| Textauszug |
□ □ □ □

Sein Name ist Mensch

TANZTHEATER In „Bonnkrott – Eine Stadt tanzt“ treten ehemalige Junkies auf – im öffentlichen Raum, beim Bonner Hauptbahnhof, wo früher die Drogenszene war

Sieben Jahre war sie clean, dann hatte sie einen Rückfall. Jetzt bekommt sie Methadon. Das Stück ist für sie Teil ihres Neubeginns

VON ANJA KRÜGER

Petra steht auf dem tief liegenden Platz vor dem Hauptbahnhof. Sie hat ein Mikrofon in der Hand und erzählt, warum sie als Junkie hier ins „Bonner Loch“ gekommen ist. „Das Bonner Loch war ein Zufluchtsort für mich“, sagt die 53-Jährige. Im Hintergrund übersetzt Tänzer Mack Kubicki ihre Empfindungen aus dieser Zeit in Bewegung. Seine Gestik und seine Mimik zeigen eindrucksvoll und schaurig Schmerz, Angst und Verzweiflung, die hinter Petra liegen. Ab und zu gibt er klagende Laute von sich.

□ □ □ □

| Gezeigtes Material |
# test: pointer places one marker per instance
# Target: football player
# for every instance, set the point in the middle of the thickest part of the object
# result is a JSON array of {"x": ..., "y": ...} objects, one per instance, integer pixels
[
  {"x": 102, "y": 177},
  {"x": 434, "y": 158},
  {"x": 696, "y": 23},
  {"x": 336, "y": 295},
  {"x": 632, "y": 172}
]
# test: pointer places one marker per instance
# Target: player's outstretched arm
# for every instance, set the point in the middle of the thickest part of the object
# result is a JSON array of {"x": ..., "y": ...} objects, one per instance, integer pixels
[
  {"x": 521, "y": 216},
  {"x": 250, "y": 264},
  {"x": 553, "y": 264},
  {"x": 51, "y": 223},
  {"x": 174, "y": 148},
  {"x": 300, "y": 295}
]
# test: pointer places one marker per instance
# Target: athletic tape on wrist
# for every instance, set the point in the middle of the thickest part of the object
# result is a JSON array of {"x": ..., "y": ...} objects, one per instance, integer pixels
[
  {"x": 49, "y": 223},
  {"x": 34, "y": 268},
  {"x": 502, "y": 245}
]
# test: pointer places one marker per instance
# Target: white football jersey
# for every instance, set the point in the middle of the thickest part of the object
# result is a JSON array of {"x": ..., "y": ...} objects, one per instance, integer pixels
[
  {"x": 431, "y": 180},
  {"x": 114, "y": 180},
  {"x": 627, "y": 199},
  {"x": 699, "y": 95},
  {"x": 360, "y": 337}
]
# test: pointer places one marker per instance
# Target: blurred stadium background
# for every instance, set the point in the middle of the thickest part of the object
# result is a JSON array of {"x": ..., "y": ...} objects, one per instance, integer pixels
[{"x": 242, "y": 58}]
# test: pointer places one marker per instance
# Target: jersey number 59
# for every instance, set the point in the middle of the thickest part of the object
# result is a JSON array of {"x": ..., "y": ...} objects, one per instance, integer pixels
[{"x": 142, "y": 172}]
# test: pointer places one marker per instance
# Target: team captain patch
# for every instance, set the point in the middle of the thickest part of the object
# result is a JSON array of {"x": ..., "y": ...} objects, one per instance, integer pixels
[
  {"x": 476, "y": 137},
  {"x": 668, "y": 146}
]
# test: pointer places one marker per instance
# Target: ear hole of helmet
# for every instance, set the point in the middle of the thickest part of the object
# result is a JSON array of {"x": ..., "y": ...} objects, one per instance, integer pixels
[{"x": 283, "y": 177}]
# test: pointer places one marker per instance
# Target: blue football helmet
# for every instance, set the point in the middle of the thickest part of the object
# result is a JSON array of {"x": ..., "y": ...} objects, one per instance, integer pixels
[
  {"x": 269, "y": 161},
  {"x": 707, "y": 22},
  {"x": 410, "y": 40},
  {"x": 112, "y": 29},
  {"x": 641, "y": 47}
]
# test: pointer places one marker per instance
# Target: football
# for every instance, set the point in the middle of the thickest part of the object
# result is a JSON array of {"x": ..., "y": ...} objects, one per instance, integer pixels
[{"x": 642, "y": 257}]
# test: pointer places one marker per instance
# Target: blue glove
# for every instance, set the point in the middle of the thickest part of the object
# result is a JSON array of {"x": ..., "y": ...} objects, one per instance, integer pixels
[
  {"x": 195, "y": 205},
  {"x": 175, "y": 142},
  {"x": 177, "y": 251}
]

□ □ □ □

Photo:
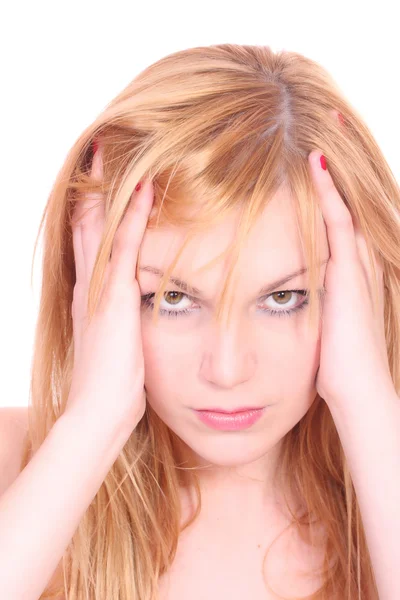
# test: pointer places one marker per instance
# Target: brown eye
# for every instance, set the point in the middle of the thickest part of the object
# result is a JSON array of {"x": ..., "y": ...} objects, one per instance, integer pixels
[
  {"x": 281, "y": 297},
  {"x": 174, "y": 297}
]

□ □ □ □

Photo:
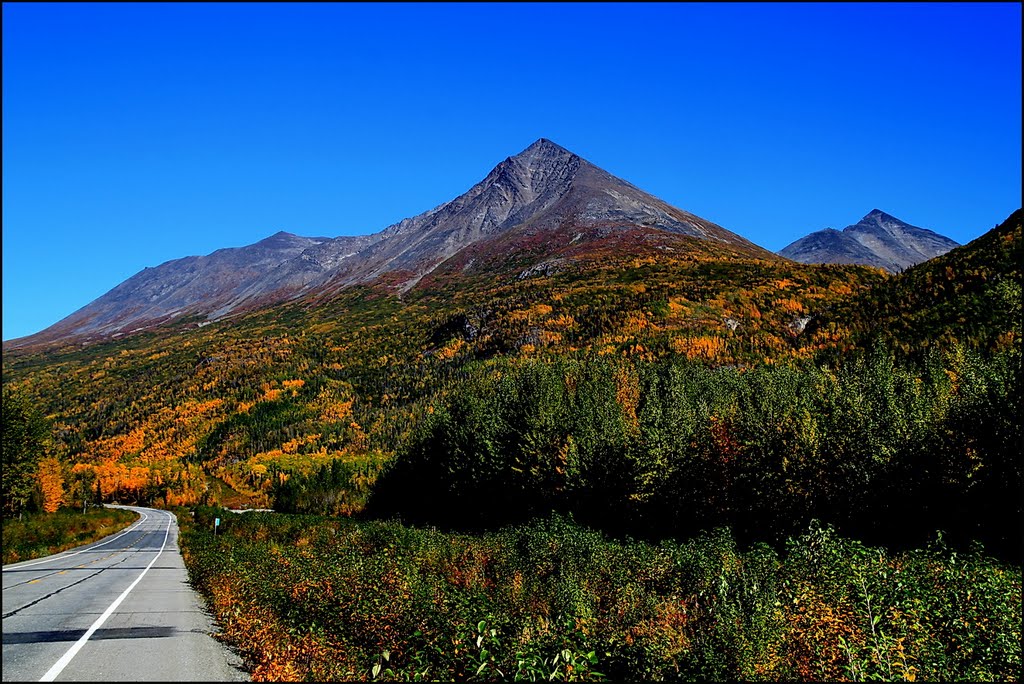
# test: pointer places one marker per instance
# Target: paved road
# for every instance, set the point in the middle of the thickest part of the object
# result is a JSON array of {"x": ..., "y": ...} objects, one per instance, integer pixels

□ □ □ □

| Zu erledigende Aufgaben |
1: Gib an, in wie vielen Zeilen der Datensätze die Zeichenfolge „blue“ vorkommt, und nenne dabei nur die Zahl; Groß- und Kleinschreibung ist zu beachten.
2: Nimm den Textauszug über das Tanztheater am Bonner Hauptbahnhof wieder auf und schreibe ihn im Anschluss an seinen letzten Satz weiter.

| Ergebnisse |
1: 2

2:
Das „Bonner Loch“ ist der Platz hinter der Unterführung, die vom Bahnhof in die Innenstadt führt. Lange traf sich hier die Drogenszene der Umgebung, bis sie zum nahe gelegenen Busbahnhof vertrieben wurde. Ein Platz für Obdachlose ist es immer noch. Treppen umgeben ihn. Am Wochenende dienten sie als Zuschauerplätze für das Stück „Bonnkrott – Eine Stadt tanzt“, ein Projekt des politischen Tanztheaters „Bodytalk“ von Rolf Baumgart und Yoshiko Waki.

Die beiden stehen in der Tradition der legendären Pina Bausch, die Tanz mit Gesang, Schauspiel, Pantomime und Artistik zu einer neuen Ausdrucksform verband. Sie begreifen ihr politisches Tanztheater als „radikal subjektiv“ und „radikal lokal“. In „Bonnkrott“ erzählen Ex-Junkies selbst ihre Geschichte, und zwar am Ort ihres Geschehens. Wakis Choreografie stellt sich in den Dienst dieser Erzählung.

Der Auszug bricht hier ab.